Trabalho solicitado:
Reescreva como tabela Markdown as linhas da listagem, da linha que contém "Could you please spot the front" até o fim da listagem, inclusive, sem as linhas em branco. Use as colunas "Nº", com o número de ordem de cada linha, e "Linha", com o texto correspondente.

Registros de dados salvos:
•••

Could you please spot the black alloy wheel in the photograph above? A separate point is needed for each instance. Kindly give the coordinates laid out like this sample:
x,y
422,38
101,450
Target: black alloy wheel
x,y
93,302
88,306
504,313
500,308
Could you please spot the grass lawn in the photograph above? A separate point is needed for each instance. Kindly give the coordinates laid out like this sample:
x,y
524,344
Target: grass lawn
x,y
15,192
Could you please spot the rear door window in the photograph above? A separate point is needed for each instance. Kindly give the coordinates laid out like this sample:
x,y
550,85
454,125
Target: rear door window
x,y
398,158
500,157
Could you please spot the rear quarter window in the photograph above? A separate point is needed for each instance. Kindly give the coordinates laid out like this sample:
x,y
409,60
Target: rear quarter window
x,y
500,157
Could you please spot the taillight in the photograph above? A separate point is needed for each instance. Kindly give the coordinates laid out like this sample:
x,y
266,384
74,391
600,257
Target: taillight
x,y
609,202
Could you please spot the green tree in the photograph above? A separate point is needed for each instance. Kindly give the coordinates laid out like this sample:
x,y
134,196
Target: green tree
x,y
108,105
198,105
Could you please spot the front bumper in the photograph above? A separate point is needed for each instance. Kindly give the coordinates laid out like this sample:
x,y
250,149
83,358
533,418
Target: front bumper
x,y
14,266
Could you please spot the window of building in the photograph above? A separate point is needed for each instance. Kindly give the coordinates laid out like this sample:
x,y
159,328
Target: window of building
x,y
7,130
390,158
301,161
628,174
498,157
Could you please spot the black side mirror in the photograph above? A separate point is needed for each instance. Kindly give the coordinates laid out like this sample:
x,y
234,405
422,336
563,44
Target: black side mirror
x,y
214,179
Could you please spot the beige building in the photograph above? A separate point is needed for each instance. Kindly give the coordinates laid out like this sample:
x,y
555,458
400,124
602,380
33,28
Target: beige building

•••

Solução redigida:
| Nº | Linha |
|---|---|
| 1 | Could you please spot the front bumper in the photograph above? A separate point is needed for each instance. Kindly give the coordinates laid out like this sample: |
| 2 | x,y |
| 3 | 250,149 |
| 4 | 83,358 |
| 5 | 533,418 |
| 6 | Target: front bumper |
| 7 | x,y |
| 8 | 14,266 |
| 9 | Could you please spot the window of building in the photograph above? A separate point is needed for each instance. Kindly give the coordinates laid out like this sample: |
| 10 | x,y |
| 11 | 159,328 |
| 12 | Target: window of building |
| 13 | x,y |
| 14 | 7,130 |
| 15 | 390,158 |
| 16 | 301,161 |
| 17 | 628,174 |
| 18 | 498,157 |
| 19 | Could you please spot the black side mirror in the photograph above? A separate point is needed for each instance. Kindly give the coordinates laid out like this sample: |
| 20 | x,y |
| 21 | 234,405 |
| 22 | 422,336 |
| 23 | 563,44 |
| 24 | Target: black side mirror |
| 25 | x,y |
| 26 | 214,179 |
| 27 | Could you please spot the beige building in the photograph above? A separate point is needed for each instance. Kindly give the coordinates laid out like this sample: |
| 28 | x,y |
| 29 | 555,458 |
| 30 | 400,124 |
| 31 | 602,380 |
| 32 | 33,28 |
| 33 | Target: beige building |